What is being asked
Look through the records below for the line with "box: [0, 164, 147, 188]" and the line with "box: [204, 1, 283, 172]", then return those lines and all lines between, exactly.

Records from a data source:
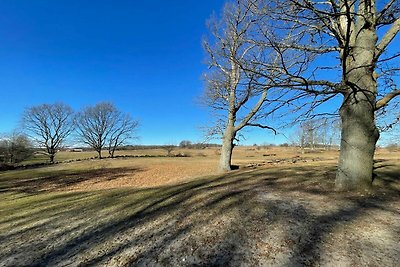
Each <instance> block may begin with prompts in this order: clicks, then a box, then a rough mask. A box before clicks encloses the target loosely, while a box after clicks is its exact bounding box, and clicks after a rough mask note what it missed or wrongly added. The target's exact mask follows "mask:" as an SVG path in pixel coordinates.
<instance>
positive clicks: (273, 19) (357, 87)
mask: <svg viewBox="0 0 400 267" xmlns="http://www.w3.org/2000/svg"><path fill="white" fill-rule="evenodd" d="M264 2H265V3H264V5H263V6H262V7H260V6H259V5H258V12H259V14H264V15H265V17H266V18H265V20H264V21H263V23H262V26H260V28H262V29H263V30H262V32H263V35H264V37H265V38H264V41H263V42H264V44H263V45H264V46H265V47H274V48H275V50H276V51H278V52H279V53H280V54H281V55H282V61H281V66H280V68H279V71H280V72H282V73H283V74H285V75H286V79H285V82H288V84H287V86H291V87H292V88H296V89H299V90H303V91H304V92H307V93H309V94H310V95H314V96H316V97H321V98H322V99H323V100H322V102H323V101H325V100H328V99H330V98H331V97H332V96H334V95H341V96H342V99H343V100H342V104H341V106H340V109H339V114H340V118H341V123H342V131H341V144H340V157H339V164H338V170H337V175H336V187H337V189H340V190H354V189H356V190H363V189H366V188H369V187H370V186H371V184H372V180H373V158H374V152H375V148H376V142H377V140H378V138H379V130H378V128H377V123H376V115H377V113H378V112H379V111H382V110H383V109H384V108H385V107H386V106H387V105H388V104H389V103H390V102H392V101H393V100H394V98H395V97H396V96H398V95H400V90H399V89H398V87H397V86H396V83H395V79H393V78H391V75H393V74H394V73H395V72H396V71H397V70H398V66H395V67H394V68H393V67H392V66H391V65H390V62H391V61H393V60H396V59H397V58H398V56H400V51H399V50H400V49H399V48H398V47H394V46H392V47H390V44H391V42H393V40H394V38H395V37H396V35H397V34H398V32H399V30H400V18H399V14H400V3H399V1H397V0H389V1H372V0H347V1H346V0H339V1H337V0H324V1H316V0H300V1H294V0H271V1H264ZM254 5H255V6H256V5H257V2H256V1H254ZM282 34H283V35H285V36H288V35H289V36H291V38H290V39H289V38H286V39H282V38H281V36H282ZM285 53H286V54H287V53H292V54H294V55H295V54H297V55H299V56H302V57H303V63H302V64H301V65H299V66H298V69H299V70H300V69H302V71H297V72H292V71H290V70H289V69H288V68H287V66H290V65H291V64H292V62H291V61H290V60H288V58H287V56H286V57H285ZM335 61H336V62H337V64H332V62H335ZM260 64H262V62H260ZM391 67H392V68H391ZM335 70H336V71H335ZM327 73H328V74H329V75H327ZM336 74H338V75H336ZM322 77H324V79H322ZM388 81H390V82H388ZM388 83H389V84H390V86H385V85H388ZM385 88H386V89H389V90H386V89H385Z"/></svg>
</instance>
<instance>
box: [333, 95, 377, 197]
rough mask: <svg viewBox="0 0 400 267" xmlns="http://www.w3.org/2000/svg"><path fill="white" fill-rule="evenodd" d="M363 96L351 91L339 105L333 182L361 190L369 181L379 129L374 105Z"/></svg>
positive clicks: (366, 186)
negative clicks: (335, 169)
mask: <svg viewBox="0 0 400 267" xmlns="http://www.w3.org/2000/svg"><path fill="white" fill-rule="evenodd" d="M362 98H364V100H362ZM365 98H366V97H365V94H363V93H362V92H358V93H357V94H356V96H353V94H351V95H350V96H348V97H347V100H345V103H344V104H343V105H342V107H341V109H340V117H341V119H342V138H341V143H340V156H339V166H338V171H337V174H336V182H335V183H336V188H337V189H338V190H365V189H368V188H370V187H371V185H372V179H373V177H372V174H373V166H374V161H373V160H374V153H375V146H376V142H377V140H378V138H379V131H378V129H377V128H376V125H375V118H374V109H373V107H371V104H370V103H369V101H366V99H365ZM373 98H374V97H373Z"/></svg>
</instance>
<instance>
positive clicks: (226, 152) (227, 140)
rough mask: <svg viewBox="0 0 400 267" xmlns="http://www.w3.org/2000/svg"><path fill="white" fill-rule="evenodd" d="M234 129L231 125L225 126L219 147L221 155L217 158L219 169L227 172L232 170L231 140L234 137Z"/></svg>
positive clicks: (233, 127)
mask: <svg viewBox="0 0 400 267" xmlns="http://www.w3.org/2000/svg"><path fill="white" fill-rule="evenodd" d="M235 135H236V133H235V129H234V127H233V126H231V127H229V128H226V130H225V133H224V136H223V140H222V148H221V156H220V160H219V171H220V172H227V171H230V170H232V166H231V162H232V151H233V141H234V139H235Z"/></svg>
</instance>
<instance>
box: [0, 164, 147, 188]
mask: <svg viewBox="0 0 400 267" xmlns="http://www.w3.org/2000/svg"><path fill="white" fill-rule="evenodd" d="M140 171H142V169H140V168H126V167H124V168H107V167H102V168H97V169H91V170H57V171H53V172H48V173H45V174H44V175H42V176H40V177H33V178H23V179H9V180H6V181H2V183H0V193H7V192H19V193H28V194H34V193H39V192H50V191H57V190H64V189H66V188H68V187H70V186H74V185H76V184H79V183H82V182H85V181H92V182H96V183H98V182H104V181H112V180H115V179H118V178H122V177H126V175H127V174H131V173H134V172H140Z"/></svg>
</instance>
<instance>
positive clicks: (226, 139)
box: [204, 1, 283, 172]
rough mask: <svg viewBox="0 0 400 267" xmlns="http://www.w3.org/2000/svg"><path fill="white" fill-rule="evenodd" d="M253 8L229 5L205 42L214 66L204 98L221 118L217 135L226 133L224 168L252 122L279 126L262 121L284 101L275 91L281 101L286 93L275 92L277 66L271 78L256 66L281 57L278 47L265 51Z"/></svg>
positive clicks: (210, 106)
mask: <svg viewBox="0 0 400 267" xmlns="http://www.w3.org/2000/svg"><path fill="white" fill-rule="evenodd" d="M252 9H253V6H252V3H251V1H234V2H230V3H227V4H226V5H225V7H224V10H223V14H222V17H221V18H220V19H216V18H215V17H213V18H212V19H211V20H210V21H209V29H210V36H209V38H208V40H207V41H205V42H204V48H205V51H206V52H207V55H208V58H209V61H208V65H209V67H210V70H209V72H208V73H206V74H205V81H206V90H205V94H204V100H205V103H206V104H207V105H208V106H209V107H211V108H212V110H213V111H214V115H216V116H218V117H219V120H218V121H217V122H216V124H217V125H216V126H215V127H214V128H213V129H212V131H211V133H212V134H221V135H222V148H221V156H220V161H219V170H220V171H222V172H224V171H229V170H231V161H232V151H233V148H234V142H235V140H237V139H238V133H239V131H241V130H242V129H243V128H244V127H247V126H252V127H260V128H264V129H270V130H274V129H273V128H272V127H270V126H268V125H265V123H261V120H262V119H265V117H267V115H268V114H269V113H272V112H273V111H274V110H276V109H277V108H278V107H279V106H280V105H281V104H282V102H279V101H271V99H270V98H271V97H270V98H269V97H268V96H269V94H270V95H271V96H272V97H275V98H276V100H278V99H280V98H281V97H282V96H283V94H280V95H278V94H274V93H272V92H271V89H272V87H271V86H270V82H269V80H271V79H273V78H272V76H273V71H271V68H269V69H268V70H269V71H270V72H269V74H268V78H266V77H265V75H260V74H258V73H259V72H260V70H258V68H263V69H264V71H263V72H262V73H263V74H265V73H266V72H267V71H266V70H265V68H264V66H260V65H254V64H252V61H253V60H254V59H257V60H263V61H264V62H266V63H269V64H273V61H274V59H275V60H276V59H277V57H274V56H273V54H274V51H273V50H272V51H266V50H265V48H264V47H263V49H262V50H260V49H259V47H258V46H257V45H256V44H255V41H254V38H257V30H258V25H257V21H258V19H259V17H258V14H256V13H255V12H253V11H252ZM271 52H272V53H271ZM271 62H272V63H271ZM267 109H268V111H267ZM261 113H262V114H261ZM274 131H275V130H274Z"/></svg>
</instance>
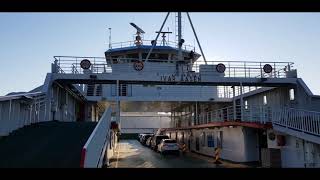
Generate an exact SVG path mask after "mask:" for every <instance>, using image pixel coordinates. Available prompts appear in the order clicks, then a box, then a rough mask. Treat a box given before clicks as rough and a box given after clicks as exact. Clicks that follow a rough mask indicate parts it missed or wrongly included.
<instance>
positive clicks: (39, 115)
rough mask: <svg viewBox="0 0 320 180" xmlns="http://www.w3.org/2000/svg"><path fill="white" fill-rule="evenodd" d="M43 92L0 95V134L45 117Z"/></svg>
mask: <svg viewBox="0 0 320 180" xmlns="http://www.w3.org/2000/svg"><path fill="white" fill-rule="evenodd" d="M45 96H46V95H45V94H44V93H41V92H38V93H24V94H20V95H11V96H1V97H0V136H7V135H9V134H10V133H12V132H13V131H15V130H18V129H20V128H22V127H24V126H28V125H30V124H35V123H39V122H44V121H48V120H47V119H46V114H47V113H48V112H47V111H46V110H47V108H46V103H45V102H46V101H45Z"/></svg>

Solved exercise
box: [0, 164, 147, 188]
mask: <svg viewBox="0 0 400 267" xmlns="http://www.w3.org/2000/svg"><path fill="white" fill-rule="evenodd" d="M140 171H142V169H140V168H126V167H124V168H107V167H102V168H97V169H91V170H57V171H53V172H48V173H45V174H44V175H42V176H40V177H33V178H23V179H9V180H6V181H2V183H0V193H7V192H19V193H28V194H34V193H39V192H50V191H57V190H64V189H66V188H68V187H70V186H74V185H76V184H79V183H82V182H85V181H92V182H96V183H98V182H104V181H112V180H115V179H118V178H122V177H126V175H127V174H131V173H134V172H140Z"/></svg>
</instance>
<instance>
positive clicks: (226, 139)
box: [204, 1, 283, 172]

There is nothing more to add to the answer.